# For those who hunt multiple dogs...



## SuperV (Oct 18, 2011)

I am considering picking up another puppy in perhaps the near future. I don't have a particular schedule. My current dog turned two in October, and I expect that after this hunting season i'll finish her retrieve and get her to steady to fall without much issue. 

I am considering adding another dog to the mix. I understand the added layers associated with a second dog in the house, and the individual training requirements, but I am curious as to the dynamics of hunting with two dogs (of your own). I hunt with my friends dogs along aside of mine and they have all worked great together ( 2 GPS, a Pudlepointer, and Springer Spaniel), but I am also only watching/worrying about my dog and as opposed to two. 

So I guess my questions are, does anyone have any words of wisdom or guidance when to add another mix. Do you usually prefer to have a dog finished before adding another?

In my mind I would like to picture two V's hunting as a team, honoring each other's points etc etc.... just want to make sure I go about it the right way. Part of the deal with my wife (affectionately none as the boss), is that I can disappear hunting for the better part of the day as long as i take the dog(s) and bring them back exhausted....

I will say I would rather hunt both dogs at the same time, but recognize initially that may not always be the case in the initial phases...

Any insights would be greatly appreciated...

Thanks,
Nate


----------



## texasred (Jan 29, 2012)

Running multiple dogs you really need a Garmin, if you expect to know where each dog is at any given time. 
Beyond that you will be training one, and hunting the other for the most part for the first year.


----------



## v-john (Jan 27, 2013)

You will need to hunt the younger one alone, for part of the time. That way the younger one simply doesn't depend on following the older, and can learn to find birds on it's own. 

Teach them to back.

It's interesting you hunt a bunch of pointing dogs with a springer...


----------



## redbirddog (Apr 23, 2010)

Nate,

Read a pointer training book a few years back where the author highly suggested. "One Hunter - One Dog."

Watching the documentary "Happy People", about hunters in the Siberian wilderness it is also always: "One Hunter - One Dog." 

But I do know a friend who is 82 years old who has three Vizslas. All three have Master Hunter Advanced titles and they hunt together and are incredible to watch. He does demonstrations at our Vizsla Fun Field Days and he has those dogs tuned up to a fantastic level.
# # # #
Tasks to perform:
1/ In the forum thread on hunting with multiple dogs, what does texasred say you really need to know where each dog is at any given time?
2/ Continue the forum thread on hunting with multiple dogs from the point where it stops.

Dataset section:
# # # #
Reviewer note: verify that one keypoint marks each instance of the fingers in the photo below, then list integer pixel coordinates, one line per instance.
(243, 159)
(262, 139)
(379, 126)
# # # #
Task-by-task answers:
1/ A Garmin.

2/
Of course he spends every other day 52 weeks a year in the hunting (training) fields with his dogs and the other days at home working on their skills.

Just my thoughts. I can't imagine trying to keep track of two large running dogs in high grass cover unless like TexasRed said, you have a Garmin tracker on them. 

Just don't see the advantage for hunting upland birds. If you are going out for days it could help to hunt one dog, let the other rest, hunt the other, and trade off. But I usually run out of gas before my dog.

My thoughts.

RBD


----------



## SuperV (Oct 18, 2011)

TexasRed said:


> Running multiple dogs you really need a Garmin, if you expect to know where each dog is at any given time.
> Beyond that you will be training one, and hunting the other for the most part for the first year.


Thanks T-Red - I do have an Alpha already with a spare collar as I planned on getting another dog in the future at some point. 

To your point, that's kinda of what I was wondering about...does it become chaotic running two of your own dogs, as you are constantly trying to keep track and looking at the alpha to see who went on point and where..etc...I imagine at first it'll be a little crazy until the training advances to the point it needs to be...

I just wanted to be cautious and not get sucked into the 1 is good, but 2 is better if that's not the case... 

I also wasn't sure if people liked to get a dog finished prior to starting a new dog, or if it even matters...

I also get that for some time, i'll be running one dog, and training the other, but my long term goal would be to run both at the same time and have it be really enjoyable.

I don't have an issue putting in the time and effort into the training - i enjoy it a lot and find it very rewarding.


Nate


----------



## SuperV (Oct 18, 2011)

V-John said:


> It's interesting you hunt a bunch of pointing dogs with a springer...


Vjohn - to clarify - we don't hunt them all at once, but we have hunted the springer with the pointer(s) but we have yet to encounter issues with doing so as these dogs hunt so far apart from each other that we have never had to worry about the springer coming in to bust a pointing dogs bird. We are aware of that concern running a flusher with a pointer.... Obviously if that started to happen, we would have to address that issue and possibly hunt them separately.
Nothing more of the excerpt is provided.